Determine how many lines of the listing contain the word "white". The reply is that number alone.

====== SOURCE DATA ======

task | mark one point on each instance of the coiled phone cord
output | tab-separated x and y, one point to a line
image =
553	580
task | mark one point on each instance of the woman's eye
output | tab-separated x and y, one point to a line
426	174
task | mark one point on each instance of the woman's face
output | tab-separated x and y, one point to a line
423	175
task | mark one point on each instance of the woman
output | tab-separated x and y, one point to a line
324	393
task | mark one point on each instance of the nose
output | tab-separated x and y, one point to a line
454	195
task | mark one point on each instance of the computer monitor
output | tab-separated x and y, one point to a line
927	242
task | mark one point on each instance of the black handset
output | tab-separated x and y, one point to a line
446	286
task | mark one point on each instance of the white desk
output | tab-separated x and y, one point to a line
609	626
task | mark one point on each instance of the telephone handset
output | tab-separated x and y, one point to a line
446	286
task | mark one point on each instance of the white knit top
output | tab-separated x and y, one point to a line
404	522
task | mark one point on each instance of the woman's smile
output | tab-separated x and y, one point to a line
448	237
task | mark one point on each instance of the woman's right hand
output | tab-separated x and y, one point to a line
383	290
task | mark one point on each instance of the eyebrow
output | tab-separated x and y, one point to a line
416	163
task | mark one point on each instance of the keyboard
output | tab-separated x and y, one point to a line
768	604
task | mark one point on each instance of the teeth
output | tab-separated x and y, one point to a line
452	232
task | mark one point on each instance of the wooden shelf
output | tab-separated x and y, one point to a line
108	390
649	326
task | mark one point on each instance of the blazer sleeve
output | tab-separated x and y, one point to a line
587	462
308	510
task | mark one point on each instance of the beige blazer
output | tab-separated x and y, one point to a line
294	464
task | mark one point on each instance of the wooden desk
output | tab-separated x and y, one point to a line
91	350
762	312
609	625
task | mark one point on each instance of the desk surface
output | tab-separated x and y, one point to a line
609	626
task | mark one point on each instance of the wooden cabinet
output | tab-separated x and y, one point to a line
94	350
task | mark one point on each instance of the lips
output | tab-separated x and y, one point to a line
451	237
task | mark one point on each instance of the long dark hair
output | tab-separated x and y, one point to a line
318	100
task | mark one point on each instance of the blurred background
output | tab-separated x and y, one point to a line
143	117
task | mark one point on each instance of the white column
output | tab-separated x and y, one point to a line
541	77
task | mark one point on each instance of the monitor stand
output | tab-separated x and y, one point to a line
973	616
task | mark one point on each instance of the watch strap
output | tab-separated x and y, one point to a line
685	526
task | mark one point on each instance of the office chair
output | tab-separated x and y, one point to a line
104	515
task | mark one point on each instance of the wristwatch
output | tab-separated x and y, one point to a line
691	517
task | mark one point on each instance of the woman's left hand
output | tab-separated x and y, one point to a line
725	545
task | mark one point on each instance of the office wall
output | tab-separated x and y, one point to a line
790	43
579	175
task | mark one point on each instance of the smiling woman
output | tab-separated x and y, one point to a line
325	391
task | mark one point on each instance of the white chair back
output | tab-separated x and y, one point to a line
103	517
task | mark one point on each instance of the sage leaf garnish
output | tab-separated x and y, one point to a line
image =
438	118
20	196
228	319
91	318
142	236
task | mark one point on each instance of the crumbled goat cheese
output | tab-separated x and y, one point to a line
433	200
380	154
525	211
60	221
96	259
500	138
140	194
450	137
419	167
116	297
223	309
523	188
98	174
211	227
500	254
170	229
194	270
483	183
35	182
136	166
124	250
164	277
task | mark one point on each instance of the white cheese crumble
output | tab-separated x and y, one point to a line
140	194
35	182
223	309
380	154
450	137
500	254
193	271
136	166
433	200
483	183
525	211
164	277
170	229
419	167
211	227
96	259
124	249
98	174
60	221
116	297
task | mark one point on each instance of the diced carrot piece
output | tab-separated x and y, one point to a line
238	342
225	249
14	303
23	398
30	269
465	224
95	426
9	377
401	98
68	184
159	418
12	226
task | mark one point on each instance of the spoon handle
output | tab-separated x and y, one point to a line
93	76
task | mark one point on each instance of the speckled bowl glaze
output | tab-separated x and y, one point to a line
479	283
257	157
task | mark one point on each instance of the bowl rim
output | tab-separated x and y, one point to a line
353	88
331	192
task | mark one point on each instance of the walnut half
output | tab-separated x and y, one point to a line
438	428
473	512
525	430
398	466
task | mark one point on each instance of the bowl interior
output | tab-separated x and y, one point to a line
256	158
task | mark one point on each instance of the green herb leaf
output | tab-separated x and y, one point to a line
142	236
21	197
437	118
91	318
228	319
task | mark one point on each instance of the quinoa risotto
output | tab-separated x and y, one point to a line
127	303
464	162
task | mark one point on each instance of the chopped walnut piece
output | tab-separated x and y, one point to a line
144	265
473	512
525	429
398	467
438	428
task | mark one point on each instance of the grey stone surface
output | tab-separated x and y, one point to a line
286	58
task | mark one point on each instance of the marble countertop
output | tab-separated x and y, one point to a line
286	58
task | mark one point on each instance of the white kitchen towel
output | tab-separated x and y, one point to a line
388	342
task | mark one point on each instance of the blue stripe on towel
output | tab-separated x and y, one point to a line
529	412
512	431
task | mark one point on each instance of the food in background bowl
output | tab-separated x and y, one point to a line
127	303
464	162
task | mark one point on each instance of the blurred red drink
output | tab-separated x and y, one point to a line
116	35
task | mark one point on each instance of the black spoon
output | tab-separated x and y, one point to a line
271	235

======

ANSWER BOX — 6